An unchanged copy of every record below, without pictures, is the goal.
----- Data shown
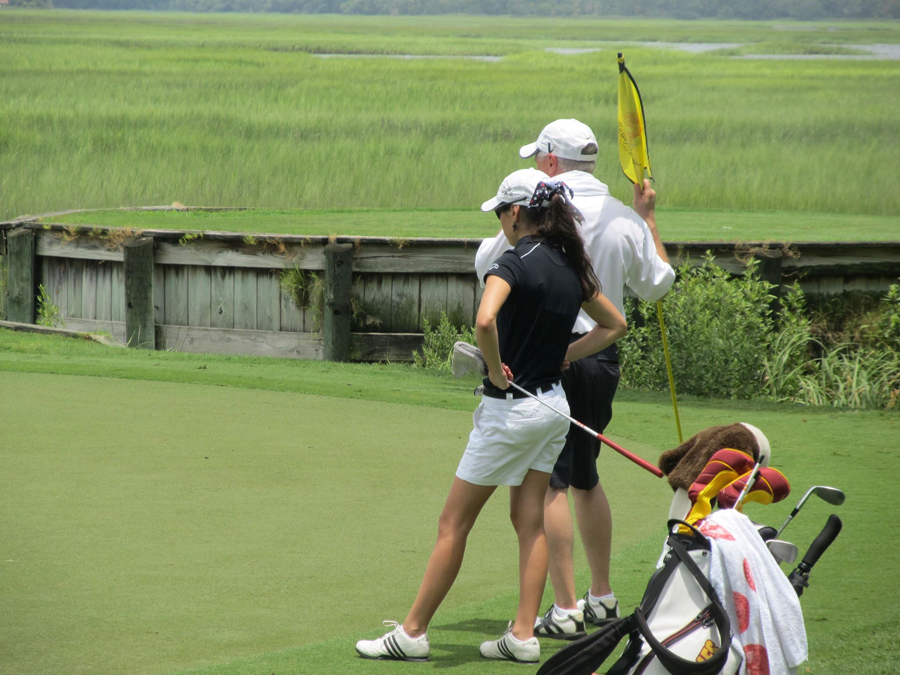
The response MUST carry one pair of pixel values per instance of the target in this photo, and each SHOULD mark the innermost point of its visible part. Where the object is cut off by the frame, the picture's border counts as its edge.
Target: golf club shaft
(785, 524)
(828, 534)
(747, 485)
(618, 448)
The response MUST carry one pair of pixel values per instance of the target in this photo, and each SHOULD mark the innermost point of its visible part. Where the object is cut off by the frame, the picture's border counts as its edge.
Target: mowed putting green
(167, 527)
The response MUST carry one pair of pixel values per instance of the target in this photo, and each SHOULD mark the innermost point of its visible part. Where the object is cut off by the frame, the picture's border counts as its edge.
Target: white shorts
(513, 435)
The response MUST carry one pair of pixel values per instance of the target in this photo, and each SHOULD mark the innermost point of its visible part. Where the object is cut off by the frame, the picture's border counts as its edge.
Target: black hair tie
(545, 191)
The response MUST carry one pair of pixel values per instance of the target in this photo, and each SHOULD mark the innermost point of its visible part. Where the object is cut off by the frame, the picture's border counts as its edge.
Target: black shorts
(590, 385)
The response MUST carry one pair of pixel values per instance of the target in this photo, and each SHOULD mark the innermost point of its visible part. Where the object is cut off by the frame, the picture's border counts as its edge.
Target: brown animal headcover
(683, 464)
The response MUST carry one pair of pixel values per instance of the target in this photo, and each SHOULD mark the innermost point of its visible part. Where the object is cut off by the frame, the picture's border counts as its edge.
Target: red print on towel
(757, 660)
(715, 531)
(742, 609)
(748, 575)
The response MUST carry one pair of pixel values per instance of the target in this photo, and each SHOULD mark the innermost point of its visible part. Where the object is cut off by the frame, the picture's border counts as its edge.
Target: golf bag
(680, 627)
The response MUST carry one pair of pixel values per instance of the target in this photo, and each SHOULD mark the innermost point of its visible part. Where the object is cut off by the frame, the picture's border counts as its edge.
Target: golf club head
(830, 495)
(782, 551)
(466, 358)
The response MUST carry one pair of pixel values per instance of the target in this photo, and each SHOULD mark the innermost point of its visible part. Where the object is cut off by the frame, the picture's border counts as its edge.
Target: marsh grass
(110, 109)
(790, 48)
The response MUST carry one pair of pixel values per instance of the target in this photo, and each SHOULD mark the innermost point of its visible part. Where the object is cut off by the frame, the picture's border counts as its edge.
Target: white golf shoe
(598, 613)
(565, 624)
(395, 646)
(509, 648)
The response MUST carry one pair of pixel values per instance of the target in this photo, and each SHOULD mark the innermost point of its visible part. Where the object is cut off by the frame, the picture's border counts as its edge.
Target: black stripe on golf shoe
(400, 653)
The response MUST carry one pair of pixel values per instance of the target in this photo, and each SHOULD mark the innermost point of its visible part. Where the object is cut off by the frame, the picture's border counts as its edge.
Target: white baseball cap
(564, 138)
(517, 188)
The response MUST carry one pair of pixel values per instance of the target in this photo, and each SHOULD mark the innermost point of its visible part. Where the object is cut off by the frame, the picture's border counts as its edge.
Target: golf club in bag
(681, 626)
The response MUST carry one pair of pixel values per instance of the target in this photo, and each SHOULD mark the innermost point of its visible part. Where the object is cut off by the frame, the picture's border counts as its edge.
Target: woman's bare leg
(526, 509)
(463, 505)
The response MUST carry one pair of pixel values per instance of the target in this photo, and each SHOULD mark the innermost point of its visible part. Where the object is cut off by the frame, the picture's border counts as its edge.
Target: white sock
(561, 613)
(517, 640)
(608, 599)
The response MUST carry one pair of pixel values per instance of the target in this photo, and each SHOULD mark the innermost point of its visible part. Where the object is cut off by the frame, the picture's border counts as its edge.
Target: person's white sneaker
(569, 626)
(598, 613)
(509, 648)
(395, 646)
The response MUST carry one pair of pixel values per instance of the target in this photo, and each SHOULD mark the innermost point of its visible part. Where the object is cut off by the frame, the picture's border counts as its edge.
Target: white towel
(765, 613)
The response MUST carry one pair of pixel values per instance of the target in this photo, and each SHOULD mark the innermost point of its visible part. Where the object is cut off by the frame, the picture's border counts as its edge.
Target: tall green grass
(125, 109)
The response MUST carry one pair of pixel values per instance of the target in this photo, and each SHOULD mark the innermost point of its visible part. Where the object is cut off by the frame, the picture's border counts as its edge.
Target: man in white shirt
(626, 250)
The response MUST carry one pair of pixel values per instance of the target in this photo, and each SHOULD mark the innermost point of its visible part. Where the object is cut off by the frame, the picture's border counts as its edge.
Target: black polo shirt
(535, 323)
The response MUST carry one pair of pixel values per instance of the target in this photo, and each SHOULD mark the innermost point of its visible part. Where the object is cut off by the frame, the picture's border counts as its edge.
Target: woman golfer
(532, 296)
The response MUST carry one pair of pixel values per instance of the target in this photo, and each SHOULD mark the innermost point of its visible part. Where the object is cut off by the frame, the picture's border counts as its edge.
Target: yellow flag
(633, 153)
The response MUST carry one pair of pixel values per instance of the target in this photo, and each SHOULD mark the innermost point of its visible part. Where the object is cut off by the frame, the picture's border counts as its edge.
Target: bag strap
(671, 661)
(652, 594)
(585, 655)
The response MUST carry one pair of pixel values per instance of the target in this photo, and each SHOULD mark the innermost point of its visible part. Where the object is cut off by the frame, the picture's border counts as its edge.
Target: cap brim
(529, 150)
(491, 204)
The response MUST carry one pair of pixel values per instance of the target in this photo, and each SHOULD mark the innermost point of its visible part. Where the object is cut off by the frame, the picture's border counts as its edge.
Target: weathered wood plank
(359, 322)
(117, 301)
(74, 281)
(104, 291)
(241, 254)
(461, 299)
(199, 296)
(139, 310)
(432, 299)
(378, 301)
(159, 293)
(414, 259)
(114, 328)
(291, 315)
(222, 297)
(176, 295)
(52, 279)
(3, 274)
(21, 279)
(268, 301)
(384, 346)
(237, 341)
(405, 303)
(89, 290)
(336, 319)
(87, 247)
(245, 299)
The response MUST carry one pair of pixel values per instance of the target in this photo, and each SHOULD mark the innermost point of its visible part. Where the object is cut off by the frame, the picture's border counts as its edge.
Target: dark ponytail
(557, 225)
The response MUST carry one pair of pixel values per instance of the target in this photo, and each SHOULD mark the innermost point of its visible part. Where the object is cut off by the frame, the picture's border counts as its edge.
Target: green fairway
(675, 224)
(153, 525)
(129, 109)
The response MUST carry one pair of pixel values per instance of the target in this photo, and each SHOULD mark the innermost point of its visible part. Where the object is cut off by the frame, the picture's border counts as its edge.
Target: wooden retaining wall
(219, 292)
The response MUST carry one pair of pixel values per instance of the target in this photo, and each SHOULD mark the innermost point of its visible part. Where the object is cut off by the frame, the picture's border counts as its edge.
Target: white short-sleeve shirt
(617, 240)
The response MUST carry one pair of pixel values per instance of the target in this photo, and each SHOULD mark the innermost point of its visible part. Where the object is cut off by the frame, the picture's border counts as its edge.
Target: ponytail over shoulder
(557, 225)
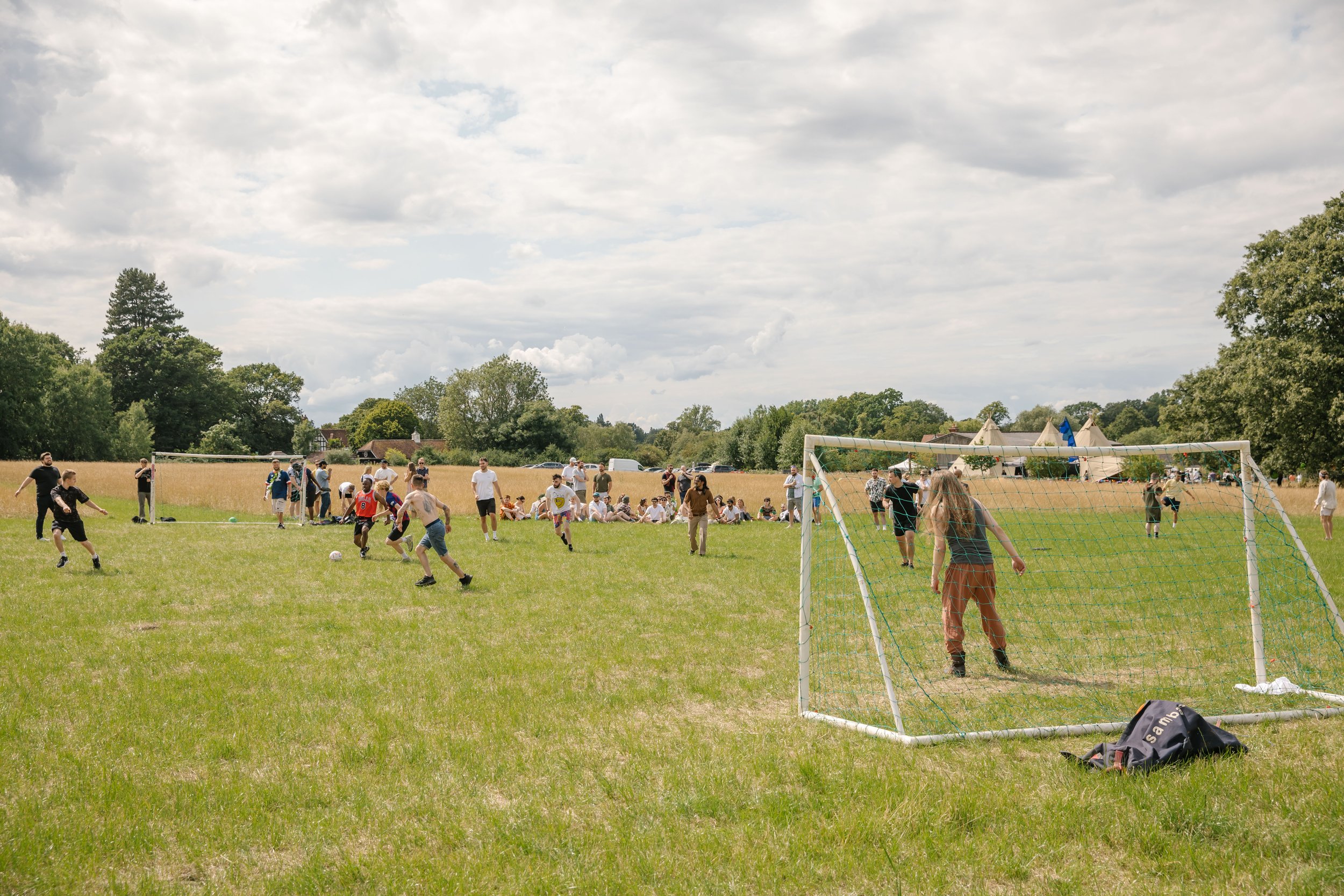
----------
Solved exercise:
The response MUST carry one pair of pixel values per instance of the target in this photo, and each SHOULD mark the innermost point of its visible part. Where the object is cut off by the frame, the picture's border counts as its edge.
Target: golf club shaft
(785, 524)
(828, 534)
(747, 485)
(618, 448)
The response MUST carry one pair of pixel values per instance of the target in this photo, and each SHOULD mark the innermost point of its visible part. Where the object is cut off by the frame, the picture's border counts as its edge.
Target: mowed putting green
(167, 527)
The response MUST carry one pair of pixel values per instance of the target in this photo, and each SHOULD mark the innermost point of its visible part. Where the object is cut off by the frame, the picture's border counts as its edge.
Target: white shorts
(513, 435)
The response MUST carry one pair of pixel values per instance of the target in this photo, and each SHOULD mark the innermost point of its visible part. Where the object is cut off by the frame, the picture's border counts as its edge.
Target: black hair tie
(545, 191)
The response MUST carry one pair of pixel values per instance of the target in this photo, and each SHOULD mark the innermost point of its visible part. Where the object is cut off by the frame, the picture's border counts as its edge.
Target: black shorts
(590, 385)
The response MUST carry one pair of pixel values per instance of the target in this photo, and each SHOULD mark the innermost point of its visible part. Where the object is cut off by the frame, the picture's border counts as its edge.
Target: brown animal headcover
(683, 464)
The response MUST carry one pair of pixel values per instance of the target in this photo, and each SHOULD mark the innermost point of its visible part. Where the object is cut off by the frame, the picture's border counts as its edge.
Target: red print on towel
(757, 660)
(715, 531)
(742, 609)
(748, 575)
The response MUST carry one pair of pixel values per instance of the target in this photo, and each SHOULD mark the innermost point of its visible part. Where the object is cut off by the frame, the picture's border counts as its edge.
Target: golf bag
(680, 627)
The response MUST carry one pair of pixel values per instance of the target in this photo, and each SHOULD mark the innermost point of its visible part. Where the object is cut off by the frame, the picture's border counts as its edge.
Target: golf club head
(830, 495)
(782, 551)
(466, 358)
The response MUST carry one pair of pixel values per instance of the target in this photo, and each SHOULD mark the innermost point of its visible part. Where the object is cut off by the frame, the picture's border counts as its edge.
Target: marsh grass
(110, 109)
(790, 48)
The response MUST carry one pair of pixel values per instance of the target in this photo, and each SHOULD mark the innermost point of its visible part. Where the object is cut off by the frame, the picture's border counts as its edge.
Target: white golf shoe
(598, 613)
(565, 624)
(395, 646)
(509, 648)
The response MUST carry one pair of pixel values per instance of the target in this photo, and each SHOULD mark the innermost point of its visible part. Where the object is cut off by the frame, the picture's border counts as its edge.
Target: black stripe on golf shoe
(400, 653)
The response MUST carry one pair of pixel values per instance of the target in this photo, and each SHOULD mark the innermost point of its visible part. Where the object is cut off by the frame, the picture's border counts as its edge.
Target: white baseball cap
(564, 138)
(517, 188)
The response MUST carry one pair of pixel values per instance of the target in this photo, and each SHOULD mark the innermost point of its visible part. Where the object is cut off by the frame, the picture's border counts as its edge.
Target: golf club in bag
(681, 626)
The response MUST carry one pair of pixel values per instance of the target in this photo, and each SHOULD mark the innermost point of its visible part. Where the object is cut off by the frame, the picture's border counts as its edge.
Target: woman's bare leg
(526, 509)
(463, 505)
The response MUST carry one pair of pixel values per instance of the target in this photo, and each SHOULD mark the innermost point of its visible part. Where the object is cut off by the frame, the picture's border counts as its edge.
Target: white sock
(561, 613)
(517, 640)
(608, 599)
The response MUST carry one pair of pixel values per instance of the target in this photo, and each SHOULD mark the innermost point of its visible part. Where the object is cut off by the frame, the picture's border counts as its edge.
Target: person's white sneaker
(569, 626)
(598, 613)
(509, 648)
(395, 646)
The response MUST carry one pair of pixel values per instance of the target in this photo, and each SHOULD mark the innermost point of its visible part. Where the object is cut off by the frame, the picture's border counts as its edge.
Target: white towel
(765, 613)
The response MUST carry one pair of pixel values per instance of the target in this photo, and each SHOULD mark the innermost point of its visible part. Where the object is cut off by the frame, the picture's border counts as its edge.
Target: tall green grass
(125, 109)
The response MUST carry one pair of pixel values per instance of the target in this photo, and each SHOULD mark the innermost point of its visible part. Where the object is cut off by the frame, the picture's border counts as its edge.
Target: man in white shirt
(626, 250)
The response MUST carry one pair of pixel values per instance of the target in this photo, and each SHOULD mark the innermost point of its visible part. Where the object is cut off by the frame, the picture's border counts as its edge.
Target: black polo shirt
(535, 323)
The response MUST carry one pair of pixel values per instance of the target in this photo, and each SHOULD mark the innermost point of its visible part. Where the object is cut off by the frame, the picture's border counts as its edge.
Target: woman golfer
(532, 296)
The response MUST carry one pair of pixel values per instance of the target in this photo, and each SHOULD mark the innermost point of its visible part. Where the object is cut off by the frame, the picture's border counts as its edge.
Target: yellow flag
(633, 153)
The response MUST carry one pair of pixel values per instance of the target in this photo, and each SHOULD mark the innermost point of its visible part. Where the object is cut off by the frame, the picture's border counts as its edge.
Target: bag strap
(671, 661)
(652, 594)
(585, 655)
The response MUST carry one pair of pixel values per instance of the target in this photo, and each SHOULD mark the innermost point of its visible part. Where the object is cut off by the frame, the picture's border counts as its edge.
Target: cap brim
(529, 150)
(491, 204)
The response MUST carry one pair of pixel values per instance of the target in this photo, and each SHOULD mark the innermost point of its visible part. Where the object is cut off by the frame, the picture's border counts as its edge.
Target: weathered wood plank
(359, 322)
(117, 301)
(74, 281)
(104, 291)
(241, 254)
(461, 299)
(199, 296)
(139, 310)
(432, 299)
(378, 301)
(159, 293)
(414, 259)
(114, 328)
(291, 315)
(222, 297)
(176, 295)
(52, 279)
(3, 274)
(21, 279)
(268, 301)
(384, 346)
(237, 341)
(405, 303)
(89, 290)
(336, 319)
(87, 247)
(245, 299)
The response MUST carry one pair of pixel values per instance of the target in this photo, and each SHOULD mark the innermost point of its visible part. Where the object is cut off by the frame, the picture's border counts as its edge.
Target: dark ponytail
(557, 225)
The response MUST carry one pair of pixel values per instance of the target in this photo, and each SHOULD mark the innermost point of its visible part. Where the object is cut off by the frame, the picture's border counts as its edge.
Target: green fairway
(675, 224)
(153, 525)
(129, 109)
The response MUST carry one pair of pixel values per instance of the target in this photo, and each SHOULD mark the innermost point of its visible part. Where the object is cut off by the frame, the picture's border counts as its edge.
Target: wooden retaining wall
(219, 292)
The response MUST carry one pair of pixel values per instance of the target in this photo, and each SHOULD mark the innermost point of its visible part. Where the object is cut off by the frame, the picture's border counts as its edge.
Target: white short-sleeve shirt
(617, 240)
The response MUST carry one pair of pixel values per instance of the target in this photo, and each SHOULD mark the innermost point of its visible part. Where the object is cut off by the frame, the picture's border counts as its edge.
Target: ponytail over shoulder
(557, 225)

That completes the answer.